__What the exercise asks__
Transcribe, word for word, everything from "What awakened your" down to "for seven years." in the interview with Rebecca Reubens that follows.

__Excerpt provided__
======

Rebecca Reubens believes in creating systems that will bring sustainability into mainstream design.
What awakened your interest in sustainability?
RR: I studied Industrial Design at NID, majoring in Furniture and Interiors. For most of my time there, I wanted to be a mainstream industrial designer. Then MP Ranjan coerced me into working with bamboo and with craft-groups. I was astounded by the poverty in terms of money and infrastructure and the richness in terms of so much else – craft, technique, culture, producer-base, material palette, etc. I decided to work for people who most needed design, but couldn’t afford it. The obvious next choice was working in the development sector, so I could do this, and still sustain myself. I joined INBAR and stayed with them for seven years.
During this time, I took a long hard look at the development sector and realized that the system didn’t make designers (or anybody else) accountable for the funds spent and for the outcome or even the output. I wanted to work in a system which was more real – where I was more accountable and more committed to doing better work because I had more skin in the game.

======

__Data extract__
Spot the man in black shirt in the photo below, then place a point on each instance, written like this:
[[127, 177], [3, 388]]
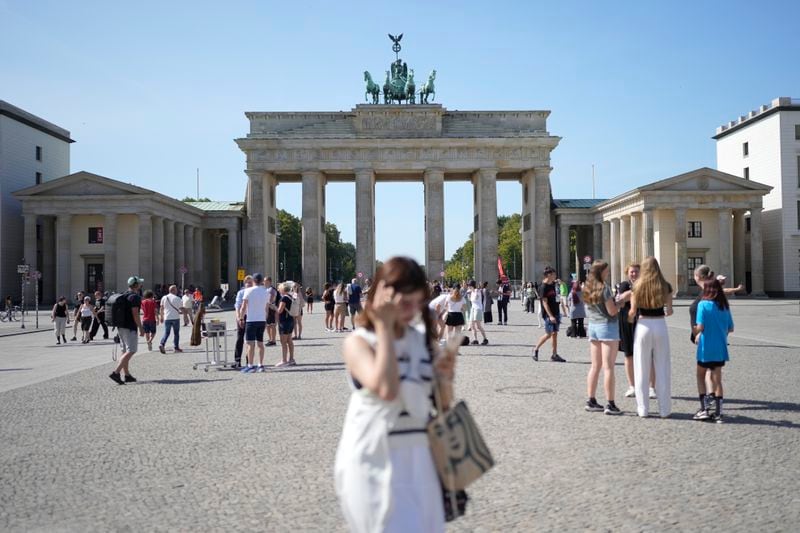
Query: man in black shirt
[[129, 328], [100, 310], [550, 314]]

======

__Task solution__
What awakened your interest in sustainability?
RR: I studied Industrial Design at NID, majoring in Furniture and Interiors. For most of my time there, I wanted to be a mainstream industrial designer. Then MP Ranjan coerced me into working with bamboo and with craft-groups. I was astounded by the poverty in terms of money and infrastructure and the richness in terms of so much else – craft, technique, culture, producer-base, material palette, etc. I decided to work for people who most needed design, but couldn’t afford it. The obvious next choice was working in the development sector, so I could do this, and still sustain myself. I joined INBAR and stayed with them for seven years.